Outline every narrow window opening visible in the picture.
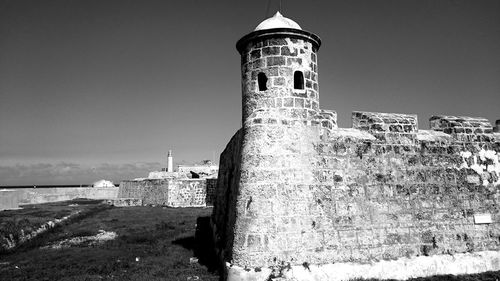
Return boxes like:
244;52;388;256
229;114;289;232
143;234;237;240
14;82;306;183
---
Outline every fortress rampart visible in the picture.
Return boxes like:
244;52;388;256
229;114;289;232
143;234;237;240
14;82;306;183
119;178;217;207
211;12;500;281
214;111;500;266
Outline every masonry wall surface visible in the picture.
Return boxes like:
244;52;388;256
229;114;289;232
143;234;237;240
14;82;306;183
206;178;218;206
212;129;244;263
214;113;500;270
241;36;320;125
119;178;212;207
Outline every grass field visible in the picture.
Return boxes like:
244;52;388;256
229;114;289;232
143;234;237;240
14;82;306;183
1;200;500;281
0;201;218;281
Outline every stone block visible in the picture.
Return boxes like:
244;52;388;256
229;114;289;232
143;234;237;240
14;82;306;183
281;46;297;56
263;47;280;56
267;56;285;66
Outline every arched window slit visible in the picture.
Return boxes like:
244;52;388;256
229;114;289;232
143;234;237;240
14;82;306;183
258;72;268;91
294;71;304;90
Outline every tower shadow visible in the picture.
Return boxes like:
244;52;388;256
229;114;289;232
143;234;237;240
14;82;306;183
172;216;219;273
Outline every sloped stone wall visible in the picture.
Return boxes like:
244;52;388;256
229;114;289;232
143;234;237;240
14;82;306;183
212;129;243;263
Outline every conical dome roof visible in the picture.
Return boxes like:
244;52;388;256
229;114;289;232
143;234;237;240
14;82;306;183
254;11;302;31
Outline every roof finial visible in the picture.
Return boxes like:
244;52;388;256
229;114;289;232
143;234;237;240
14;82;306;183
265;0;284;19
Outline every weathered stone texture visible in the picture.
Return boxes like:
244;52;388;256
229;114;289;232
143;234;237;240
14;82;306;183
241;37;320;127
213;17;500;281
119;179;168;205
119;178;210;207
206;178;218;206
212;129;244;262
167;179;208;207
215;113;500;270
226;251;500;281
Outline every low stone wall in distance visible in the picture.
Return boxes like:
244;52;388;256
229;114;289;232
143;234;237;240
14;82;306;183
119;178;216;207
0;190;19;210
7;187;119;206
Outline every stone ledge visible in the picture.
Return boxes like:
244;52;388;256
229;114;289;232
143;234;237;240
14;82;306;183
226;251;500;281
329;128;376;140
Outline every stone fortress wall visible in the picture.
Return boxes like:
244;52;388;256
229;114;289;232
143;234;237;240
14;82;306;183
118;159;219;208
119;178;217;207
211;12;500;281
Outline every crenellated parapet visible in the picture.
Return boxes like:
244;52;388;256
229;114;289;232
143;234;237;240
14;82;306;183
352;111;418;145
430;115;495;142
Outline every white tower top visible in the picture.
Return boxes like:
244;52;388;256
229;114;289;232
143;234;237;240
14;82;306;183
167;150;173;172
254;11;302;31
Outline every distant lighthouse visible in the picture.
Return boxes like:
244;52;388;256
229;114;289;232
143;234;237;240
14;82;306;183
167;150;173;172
---
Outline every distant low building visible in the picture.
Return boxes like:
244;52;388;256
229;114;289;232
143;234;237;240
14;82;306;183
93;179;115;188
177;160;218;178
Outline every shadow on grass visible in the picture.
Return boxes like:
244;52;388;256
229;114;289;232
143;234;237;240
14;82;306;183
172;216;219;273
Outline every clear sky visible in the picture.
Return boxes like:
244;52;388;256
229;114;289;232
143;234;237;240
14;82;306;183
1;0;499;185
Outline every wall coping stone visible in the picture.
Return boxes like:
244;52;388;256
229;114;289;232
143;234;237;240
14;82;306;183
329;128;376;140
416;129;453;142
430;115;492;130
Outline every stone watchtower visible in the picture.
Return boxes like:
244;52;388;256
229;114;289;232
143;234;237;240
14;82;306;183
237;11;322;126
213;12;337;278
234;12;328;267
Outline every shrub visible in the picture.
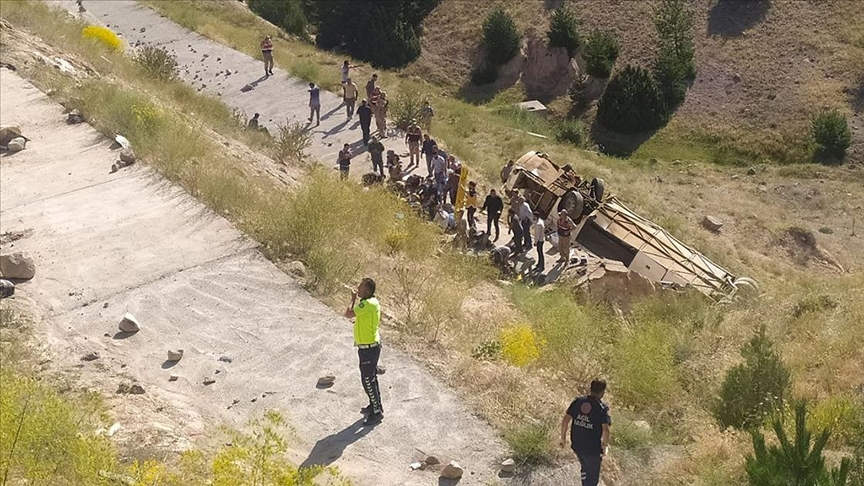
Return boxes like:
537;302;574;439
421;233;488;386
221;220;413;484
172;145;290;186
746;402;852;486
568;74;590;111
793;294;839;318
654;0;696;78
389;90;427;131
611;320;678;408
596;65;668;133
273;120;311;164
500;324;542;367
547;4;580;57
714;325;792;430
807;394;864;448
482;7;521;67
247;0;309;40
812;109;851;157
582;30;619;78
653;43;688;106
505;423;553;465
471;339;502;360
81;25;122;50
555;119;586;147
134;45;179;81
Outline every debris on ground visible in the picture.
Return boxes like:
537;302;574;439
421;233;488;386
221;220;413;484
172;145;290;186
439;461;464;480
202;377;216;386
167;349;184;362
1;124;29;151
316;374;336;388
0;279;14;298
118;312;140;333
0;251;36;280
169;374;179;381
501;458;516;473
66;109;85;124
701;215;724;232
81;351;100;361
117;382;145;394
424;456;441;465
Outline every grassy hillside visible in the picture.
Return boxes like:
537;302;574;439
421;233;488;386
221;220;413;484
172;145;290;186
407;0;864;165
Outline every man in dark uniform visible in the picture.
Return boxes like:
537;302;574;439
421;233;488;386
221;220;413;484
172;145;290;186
---
## Task objective:
Copy each line in the listing where "wall" appears.

## Response:
Outline every masonry wall surface visible in the picture.
Outline every sloped stone wall visible in the picture.
Outline every low stone wall in distance visible in the picture.
Outline every stone fortress wall visible in the picture.
Outline every wall coping stone visible in the picture.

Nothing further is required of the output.